__PROVIDED ENTRIES__
* Start *

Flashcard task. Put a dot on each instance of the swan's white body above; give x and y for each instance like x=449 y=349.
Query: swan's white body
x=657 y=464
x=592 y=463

* End *
* Start *

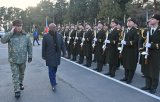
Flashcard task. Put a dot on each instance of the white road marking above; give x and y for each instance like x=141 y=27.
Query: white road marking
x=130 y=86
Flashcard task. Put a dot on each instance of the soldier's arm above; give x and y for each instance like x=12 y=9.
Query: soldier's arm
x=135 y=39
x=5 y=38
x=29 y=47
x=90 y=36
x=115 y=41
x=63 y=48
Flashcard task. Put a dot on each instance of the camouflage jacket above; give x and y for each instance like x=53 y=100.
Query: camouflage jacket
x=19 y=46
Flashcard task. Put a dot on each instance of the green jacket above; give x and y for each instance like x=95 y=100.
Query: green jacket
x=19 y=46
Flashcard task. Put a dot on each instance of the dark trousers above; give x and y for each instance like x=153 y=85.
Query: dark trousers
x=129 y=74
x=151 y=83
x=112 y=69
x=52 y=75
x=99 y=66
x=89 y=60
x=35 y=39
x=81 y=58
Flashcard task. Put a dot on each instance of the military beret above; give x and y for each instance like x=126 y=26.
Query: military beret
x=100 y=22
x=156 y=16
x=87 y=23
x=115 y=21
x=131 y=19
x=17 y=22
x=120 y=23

* End *
* Start *

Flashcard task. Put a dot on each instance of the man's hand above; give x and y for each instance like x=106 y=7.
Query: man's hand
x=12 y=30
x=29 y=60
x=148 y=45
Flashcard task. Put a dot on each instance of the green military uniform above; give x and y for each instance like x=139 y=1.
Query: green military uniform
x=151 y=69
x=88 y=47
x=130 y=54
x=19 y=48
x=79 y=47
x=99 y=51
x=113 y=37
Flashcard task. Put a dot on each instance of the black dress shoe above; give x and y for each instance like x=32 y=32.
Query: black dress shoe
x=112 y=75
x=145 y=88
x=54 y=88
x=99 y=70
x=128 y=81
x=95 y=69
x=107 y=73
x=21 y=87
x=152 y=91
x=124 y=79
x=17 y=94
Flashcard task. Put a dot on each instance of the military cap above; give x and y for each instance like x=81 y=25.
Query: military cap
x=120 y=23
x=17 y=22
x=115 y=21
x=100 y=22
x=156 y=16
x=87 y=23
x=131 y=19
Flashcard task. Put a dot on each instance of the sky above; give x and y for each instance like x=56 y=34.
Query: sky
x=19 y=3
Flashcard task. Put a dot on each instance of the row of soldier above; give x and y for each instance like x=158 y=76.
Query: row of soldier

* End *

__DIRECTIVE__
Please rewrite the rows starting at the line containing "Flashcard task. Put a dot on each instance of the sky" and ending at the line containing "Query: row of soldier", replacing "instance" with "occurrence" and leaving everything else unchanged.

__FULL SOLUTION__
Flashcard task. Put a dot on each occurrence of the sky above; give x and y for each occurrence like x=56 y=34.
Query: sky
x=19 y=3
Flashcard task. Put a dot on each occurrence of the row of soldier above; give x and y for each occurrence like x=158 y=76.
Query: row of soldier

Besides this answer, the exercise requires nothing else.